◆ **THE TASK**: Please reproduce the lines from the one containing "target: sunflower" through the end of the data below exactly as they stand, and omit all pictures.

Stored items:
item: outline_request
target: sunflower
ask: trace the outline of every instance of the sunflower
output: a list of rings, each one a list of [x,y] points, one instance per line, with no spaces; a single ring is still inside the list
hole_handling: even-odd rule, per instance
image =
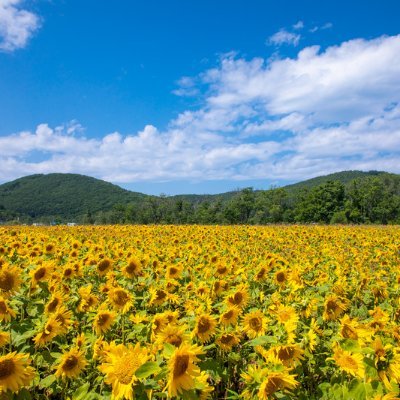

◆ **TASK ANSWER**:
target: sunflower
ask: trace the outline of every instance of the sunflower
output: a list of rings, each one a list of [x,y] points, one instance per line, with no spaces; a single ring is still inside the list
hole_handling: even-odd rule, per instance
image =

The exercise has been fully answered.